===== Excerpt provided =====
The Taliban insurgency was the insurgency phase of the Afghanistan War which followed the overthrow of the Taliban's Islamic Emirate of Afghanistan regime by the United States and its Northern Alliance allies in 2001. The Taliban movement waged a nationwide anti-government insurgency, funded by the annual opium harvest and by private Saudi donors, reinforced by other militant Islamist groups such as al-Qaeda and by Pashtun recruits from both Afghanistan and Pakistan, and armed by Russia and China, and the insurgency reached high points in 2015 and 2021 as the US-led ISAF and Resolute Support Mission coalitions began to withdraw their international troops from the country in each respective year. By early July 2021, the Taliban were either in control or in battle for control of 70% of Afghanistan, with the rapid withdrawal of foreign troops and the collapse of the demoralized Afghan National Army after several "tactical withdrawals" emboldening the insurgents and raising fears that the Taliban might once again seize power. On 15 August, the Taliban captured Kabul, ending the war and re-establishing the Islamic Emirate.
Background[]
In December 2001, an interim government led by Hamid Karzai, a moderate Pashtun, took power and drafted a new constitution that was agreed upon in January 2004. Karzai won the subsequent presidential election but his government failed to win control over the whole country and became increasingly ineffectual and corrupt. Neither Mullah Mohammed Omar nor Osama bin Laden were captured in the invasion of Afghanistan, and the Taliban regrouped and started a new campaign in 2003, funded with money from the annual opium harvest, the raw material of heroin. After January 2006, NATO troops arrived to help US forces but the Taliban continued to expand its control over most of the country outside Kabul and the north. al-Qaeda and other militant Islamic groups consolidated in the mountainous border regions of Pakistan, from where they mounted terrorist attacks against regional and international targets. The Obama administration announced plans to strengthen US forces in the region in 2009.
===== Dataset entries =====
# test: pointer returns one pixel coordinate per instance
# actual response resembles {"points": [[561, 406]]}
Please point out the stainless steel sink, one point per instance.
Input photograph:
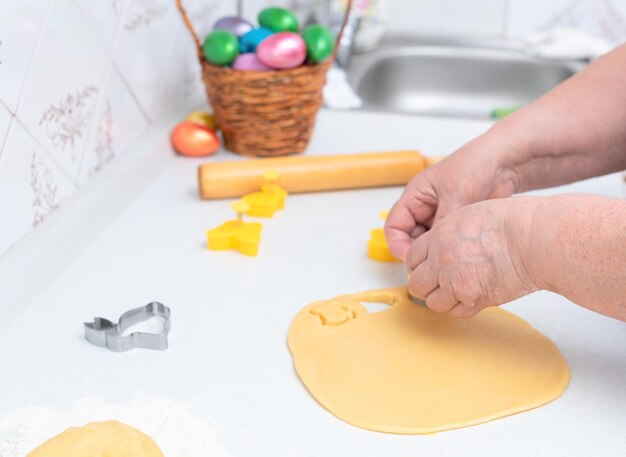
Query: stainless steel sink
=====
===== Dataset entries =====
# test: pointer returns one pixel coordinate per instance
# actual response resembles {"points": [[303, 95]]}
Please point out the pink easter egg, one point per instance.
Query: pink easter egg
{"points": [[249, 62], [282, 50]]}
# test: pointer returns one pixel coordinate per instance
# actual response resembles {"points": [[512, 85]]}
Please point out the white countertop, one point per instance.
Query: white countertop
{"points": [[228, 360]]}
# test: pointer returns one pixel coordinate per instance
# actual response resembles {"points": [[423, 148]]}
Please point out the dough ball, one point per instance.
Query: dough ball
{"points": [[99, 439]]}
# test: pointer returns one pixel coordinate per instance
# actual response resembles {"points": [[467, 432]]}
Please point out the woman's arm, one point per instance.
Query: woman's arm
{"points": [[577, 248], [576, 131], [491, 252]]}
=====
■ Set exercise ■
Summarize the text on the Taliban insurgency in two sentences.

■ Written response ■
After the United States and its Northern Alliance allies overthrew the Taliban regime in 2001, the Taliban regrouped and from 2003 waged a nationwide insurgency funded largely by the annual opium harvest, while Hamid Karzai's government failed to win control over the whole country. The insurgency peaked in 2015 and 2021 as international troops withdrew, and on 15 August 2021 the Taliban captured Kabul, ending the war and re-establishing the Islamic Emirate.